▸ **TAREA ASIGNADA**
Presente como lista JSON de cadenas, una por línea y omitiendo las líneas en blanco, las líneas que van desde la que contiene "The <instance> block" hasta la que contiene "positive clicks: (27, 196)", ambas incluidas.

▸ **DATOS SIN PROCESAR**
###

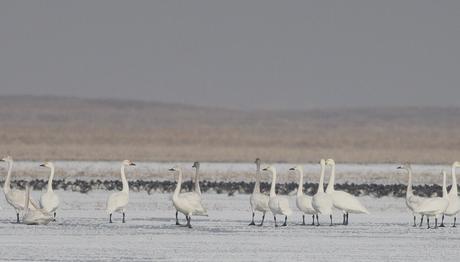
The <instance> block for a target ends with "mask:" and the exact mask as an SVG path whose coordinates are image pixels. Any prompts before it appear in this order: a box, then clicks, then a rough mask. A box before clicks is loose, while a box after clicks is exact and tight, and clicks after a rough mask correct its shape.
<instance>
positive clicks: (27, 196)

###

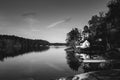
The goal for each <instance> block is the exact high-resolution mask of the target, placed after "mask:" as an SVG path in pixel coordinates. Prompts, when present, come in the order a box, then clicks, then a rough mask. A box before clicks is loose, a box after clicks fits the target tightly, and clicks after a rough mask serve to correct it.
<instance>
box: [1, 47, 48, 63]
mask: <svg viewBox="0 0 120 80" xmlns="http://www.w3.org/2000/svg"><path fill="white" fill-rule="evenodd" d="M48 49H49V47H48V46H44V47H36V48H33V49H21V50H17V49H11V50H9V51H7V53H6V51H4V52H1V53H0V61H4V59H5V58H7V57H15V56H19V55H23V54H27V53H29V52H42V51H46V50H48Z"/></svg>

###

▸ **RESPUESTA CORRESPONDIENTE**
[
  "The <instance> block for a target ends with \"mask:\" and the exact mask as an SVG path whose coordinates are image pixels. Any prompts before it appear in this order: a box, then clicks, then a rough mask. A box before clicks is loose, while a box after clicks is exact and tight, and clicks after a rough mask correct its shape.",
  "<instance>",
  "positive clicks: (27, 196)"
]